Reproduce the material word for word, starting at the line that contains "[point] every instance of the mounting" and continuing through the last line of the material.
-- START OF MATERIAL --
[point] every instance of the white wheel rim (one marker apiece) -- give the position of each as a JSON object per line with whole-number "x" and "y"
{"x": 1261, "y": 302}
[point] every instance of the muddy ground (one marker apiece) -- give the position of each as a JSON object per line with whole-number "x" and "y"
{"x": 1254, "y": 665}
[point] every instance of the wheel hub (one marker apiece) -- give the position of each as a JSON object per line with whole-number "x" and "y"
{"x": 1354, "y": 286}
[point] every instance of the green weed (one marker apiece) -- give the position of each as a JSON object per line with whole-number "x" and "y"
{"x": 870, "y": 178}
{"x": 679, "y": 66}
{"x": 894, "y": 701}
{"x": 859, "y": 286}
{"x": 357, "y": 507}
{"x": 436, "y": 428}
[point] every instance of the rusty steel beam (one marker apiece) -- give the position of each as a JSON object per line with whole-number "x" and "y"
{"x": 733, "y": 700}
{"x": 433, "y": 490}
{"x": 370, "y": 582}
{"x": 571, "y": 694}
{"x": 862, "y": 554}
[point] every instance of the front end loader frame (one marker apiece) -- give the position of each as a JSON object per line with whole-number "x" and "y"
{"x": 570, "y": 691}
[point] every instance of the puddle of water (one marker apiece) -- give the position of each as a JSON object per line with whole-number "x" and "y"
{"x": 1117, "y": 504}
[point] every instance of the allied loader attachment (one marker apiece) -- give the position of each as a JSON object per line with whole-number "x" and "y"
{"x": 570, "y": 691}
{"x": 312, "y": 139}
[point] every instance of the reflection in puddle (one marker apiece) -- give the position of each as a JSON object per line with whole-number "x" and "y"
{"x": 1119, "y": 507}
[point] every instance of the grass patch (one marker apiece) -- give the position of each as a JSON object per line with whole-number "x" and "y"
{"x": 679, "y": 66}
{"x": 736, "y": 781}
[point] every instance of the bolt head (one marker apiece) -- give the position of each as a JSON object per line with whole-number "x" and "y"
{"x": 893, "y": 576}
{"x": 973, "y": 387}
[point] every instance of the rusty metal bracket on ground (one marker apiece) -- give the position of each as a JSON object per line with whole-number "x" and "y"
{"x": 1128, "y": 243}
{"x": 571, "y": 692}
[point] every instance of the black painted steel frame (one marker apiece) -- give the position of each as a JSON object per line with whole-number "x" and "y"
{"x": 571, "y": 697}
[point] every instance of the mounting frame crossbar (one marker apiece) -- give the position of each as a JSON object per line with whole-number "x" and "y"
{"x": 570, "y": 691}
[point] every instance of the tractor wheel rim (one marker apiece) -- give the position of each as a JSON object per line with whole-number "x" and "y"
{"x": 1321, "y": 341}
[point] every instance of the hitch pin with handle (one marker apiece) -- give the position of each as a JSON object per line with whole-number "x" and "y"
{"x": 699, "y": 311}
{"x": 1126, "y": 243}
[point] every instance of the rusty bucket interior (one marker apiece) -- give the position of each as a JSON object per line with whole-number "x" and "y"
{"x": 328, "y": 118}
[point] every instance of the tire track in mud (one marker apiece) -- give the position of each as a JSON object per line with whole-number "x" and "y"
-- END OF MATERIAL --
- RESPONSE TO THIS TASK:
[point] every instance of the mounting frame crossbar (one marker apiece) -- give the position of each as a JSON object per line with whole-number "x" and "y"
{"x": 570, "y": 691}
[point] every instance of the tractor wheel rim (one marker apiece) -- give the position of each as a JSON object per line with whole-number "x" and "y"
{"x": 1321, "y": 341}
[point] every instance of the hitch pin with handle (one marker apiece) -- give the position of each as a JSON object per line with whole-number "x" and "y"
{"x": 699, "y": 311}
{"x": 1126, "y": 243}
[point] every instance of the rusty bucket interior (one marker apiece) -- give the position of each as a JSON object per line with whole-number "x" and "y"
{"x": 328, "y": 118}
[point] every instance of the tire track in mud (one marker apiece) -- give the position of each as a JSON object per line with whole-number "x" and "y"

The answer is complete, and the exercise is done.